### [GOAL]
Please copy out, unchanged, every line from the start of the items below through the line with "column 648, row 402". Leave the pictures out of your answer.

Dataset rows:
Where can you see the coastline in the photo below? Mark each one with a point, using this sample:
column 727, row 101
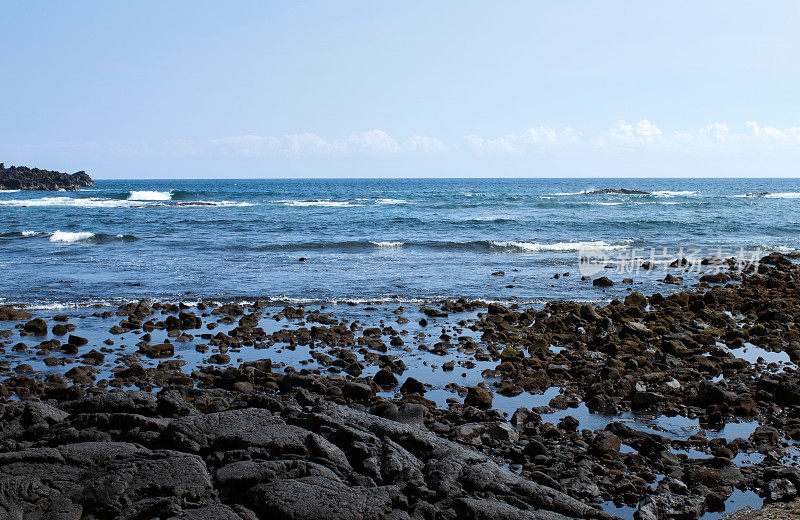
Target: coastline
column 648, row 402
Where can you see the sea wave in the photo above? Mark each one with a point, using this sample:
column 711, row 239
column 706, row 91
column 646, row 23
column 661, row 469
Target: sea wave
column 786, row 195
column 667, row 193
column 115, row 202
column 150, row 195
column 557, row 246
column 479, row 246
column 318, row 202
column 20, row 234
column 72, row 237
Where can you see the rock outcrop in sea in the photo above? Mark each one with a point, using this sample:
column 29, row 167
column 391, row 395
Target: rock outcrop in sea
column 24, row 178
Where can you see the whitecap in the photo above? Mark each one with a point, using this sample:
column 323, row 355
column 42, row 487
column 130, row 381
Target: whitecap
column 150, row 195
column 786, row 195
column 558, row 246
column 667, row 193
column 318, row 202
column 91, row 202
column 70, row 237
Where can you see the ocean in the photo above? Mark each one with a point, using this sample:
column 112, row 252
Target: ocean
column 375, row 240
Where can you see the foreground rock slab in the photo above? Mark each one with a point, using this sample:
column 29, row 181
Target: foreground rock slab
column 138, row 455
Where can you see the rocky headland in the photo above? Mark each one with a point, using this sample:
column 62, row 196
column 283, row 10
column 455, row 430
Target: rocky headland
column 123, row 424
column 24, row 178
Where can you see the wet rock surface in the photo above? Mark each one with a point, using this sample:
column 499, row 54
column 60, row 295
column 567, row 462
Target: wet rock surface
column 138, row 455
column 24, row 178
column 659, row 406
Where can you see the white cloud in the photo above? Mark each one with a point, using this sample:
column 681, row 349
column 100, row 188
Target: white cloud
column 623, row 137
column 537, row 139
column 365, row 143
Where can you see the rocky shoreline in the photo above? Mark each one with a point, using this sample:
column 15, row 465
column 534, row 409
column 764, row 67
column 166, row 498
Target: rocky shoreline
column 299, row 412
column 24, row 178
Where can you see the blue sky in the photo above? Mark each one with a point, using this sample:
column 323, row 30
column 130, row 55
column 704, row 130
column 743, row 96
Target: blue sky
column 372, row 89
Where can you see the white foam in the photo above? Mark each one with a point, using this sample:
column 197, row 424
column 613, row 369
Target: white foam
column 150, row 195
column 92, row 202
column 559, row 246
column 564, row 194
column 786, row 195
column 319, row 202
column 667, row 193
column 70, row 237
column 98, row 202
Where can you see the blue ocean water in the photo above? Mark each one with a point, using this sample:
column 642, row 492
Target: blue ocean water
column 369, row 240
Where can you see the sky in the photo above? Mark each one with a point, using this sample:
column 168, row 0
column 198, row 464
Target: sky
column 195, row 89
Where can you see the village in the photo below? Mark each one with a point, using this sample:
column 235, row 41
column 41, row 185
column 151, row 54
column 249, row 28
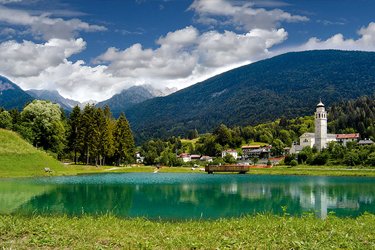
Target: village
column 260, row 154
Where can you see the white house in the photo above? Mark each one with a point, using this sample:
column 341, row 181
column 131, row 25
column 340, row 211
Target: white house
column 231, row 152
column 185, row 157
column 320, row 138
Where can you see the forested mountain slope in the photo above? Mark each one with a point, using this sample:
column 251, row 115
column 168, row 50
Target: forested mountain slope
column 288, row 85
column 12, row 96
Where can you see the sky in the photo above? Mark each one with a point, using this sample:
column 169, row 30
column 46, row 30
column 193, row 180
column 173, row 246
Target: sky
column 93, row 49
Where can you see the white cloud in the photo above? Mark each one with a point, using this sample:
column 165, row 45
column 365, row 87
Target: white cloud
column 242, row 15
column 30, row 59
column 173, row 59
column 76, row 80
column 220, row 50
column 187, row 54
column 365, row 42
column 45, row 26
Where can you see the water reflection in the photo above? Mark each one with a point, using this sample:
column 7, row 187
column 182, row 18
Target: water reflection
column 187, row 196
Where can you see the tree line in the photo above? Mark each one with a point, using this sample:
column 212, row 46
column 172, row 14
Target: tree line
column 90, row 136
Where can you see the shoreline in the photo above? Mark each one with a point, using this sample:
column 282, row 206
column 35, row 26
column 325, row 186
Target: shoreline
column 250, row 232
column 303, row 170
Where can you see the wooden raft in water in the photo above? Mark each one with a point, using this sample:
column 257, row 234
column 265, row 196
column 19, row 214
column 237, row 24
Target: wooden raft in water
column 242, row 169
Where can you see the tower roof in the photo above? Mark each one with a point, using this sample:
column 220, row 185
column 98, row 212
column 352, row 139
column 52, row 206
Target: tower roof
column 320, row 104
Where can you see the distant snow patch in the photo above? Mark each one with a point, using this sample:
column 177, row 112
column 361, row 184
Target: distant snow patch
column 216, row 94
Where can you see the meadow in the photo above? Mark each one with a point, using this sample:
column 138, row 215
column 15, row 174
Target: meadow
column 252, row 232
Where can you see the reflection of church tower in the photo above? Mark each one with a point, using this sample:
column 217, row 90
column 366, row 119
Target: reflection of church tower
column 320, row 126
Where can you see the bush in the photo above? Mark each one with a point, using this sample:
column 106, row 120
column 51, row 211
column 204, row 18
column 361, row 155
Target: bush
column 320, row 159
column 352, row 159
column 289, row 158
column 293, row 163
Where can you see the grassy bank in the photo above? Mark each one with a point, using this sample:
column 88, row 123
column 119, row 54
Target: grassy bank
column 19, row 158
column 260, row 232
column 316, row 171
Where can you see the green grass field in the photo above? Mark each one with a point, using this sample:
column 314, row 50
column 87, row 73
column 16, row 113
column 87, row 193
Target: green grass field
column 253, row 232
column 19, row 158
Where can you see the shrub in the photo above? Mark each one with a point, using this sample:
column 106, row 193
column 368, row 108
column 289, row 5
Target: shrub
column 293, row 163
column 320, row 159
column 289, row 158
column 351, row 159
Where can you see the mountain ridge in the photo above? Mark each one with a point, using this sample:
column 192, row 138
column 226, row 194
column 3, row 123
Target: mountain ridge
column 11, row 95
column 286, row 85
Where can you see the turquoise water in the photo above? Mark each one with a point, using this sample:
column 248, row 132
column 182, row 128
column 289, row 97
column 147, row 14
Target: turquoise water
column 187, row 196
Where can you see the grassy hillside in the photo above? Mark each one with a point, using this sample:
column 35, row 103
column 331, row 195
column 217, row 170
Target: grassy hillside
column 19, row 158
column 251, row 232
column 12, row 96
column 288, row 85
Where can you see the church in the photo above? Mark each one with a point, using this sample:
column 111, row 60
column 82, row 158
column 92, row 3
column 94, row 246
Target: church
column 321, row 138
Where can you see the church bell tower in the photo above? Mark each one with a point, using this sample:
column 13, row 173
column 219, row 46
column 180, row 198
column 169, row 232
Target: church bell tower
column 320, row 126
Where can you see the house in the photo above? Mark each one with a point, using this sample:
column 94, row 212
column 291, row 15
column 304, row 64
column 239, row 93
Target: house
column 261, row 153
column 138, row 158
column 247, row 148
column 365, row 142
column 344, row 138
column 321, row 138
column 231, row 152
column 206, row 158
column 185, row 157
column 195, row 157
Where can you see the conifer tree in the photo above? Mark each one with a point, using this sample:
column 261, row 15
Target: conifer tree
column 105, row 146
column 124, row 141
column 74, row 123
column 89, row 133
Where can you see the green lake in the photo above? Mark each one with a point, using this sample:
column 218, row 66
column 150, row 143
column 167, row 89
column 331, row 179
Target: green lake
column 187, row 196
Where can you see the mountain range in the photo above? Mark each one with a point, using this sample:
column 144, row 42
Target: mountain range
column 133, row 95
column 53, row 96
column 12, row 96
column 287, row 85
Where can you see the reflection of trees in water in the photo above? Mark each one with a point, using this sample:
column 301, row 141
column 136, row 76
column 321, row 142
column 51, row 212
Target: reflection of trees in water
column 15, row 194
column 77, row 199
column 210, row 200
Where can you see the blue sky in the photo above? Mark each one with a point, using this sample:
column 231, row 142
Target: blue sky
column 94, row 49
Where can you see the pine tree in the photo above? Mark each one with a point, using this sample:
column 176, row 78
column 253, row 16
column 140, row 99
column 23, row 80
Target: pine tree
column 73, row 135
column 89, row 133
column 124, row 141
column 104, row 123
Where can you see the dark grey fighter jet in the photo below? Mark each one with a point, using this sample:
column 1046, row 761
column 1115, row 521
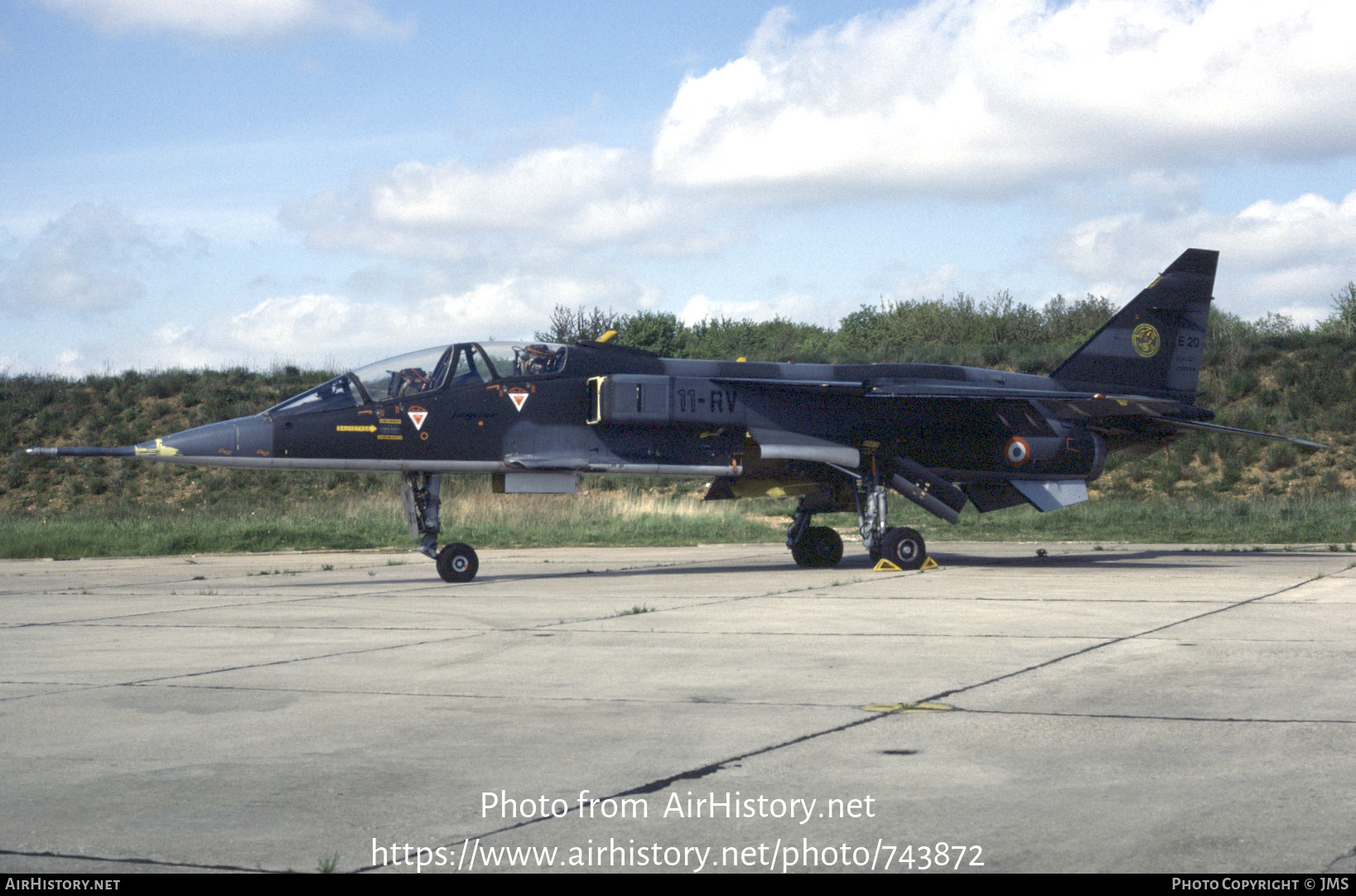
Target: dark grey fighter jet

### [ANSWER TO THIS TASK]
Where can you see the coastline in the photo below? Mark each one with a point, using this sample:
column 727, row 101
Target: coastline
column 648, row 402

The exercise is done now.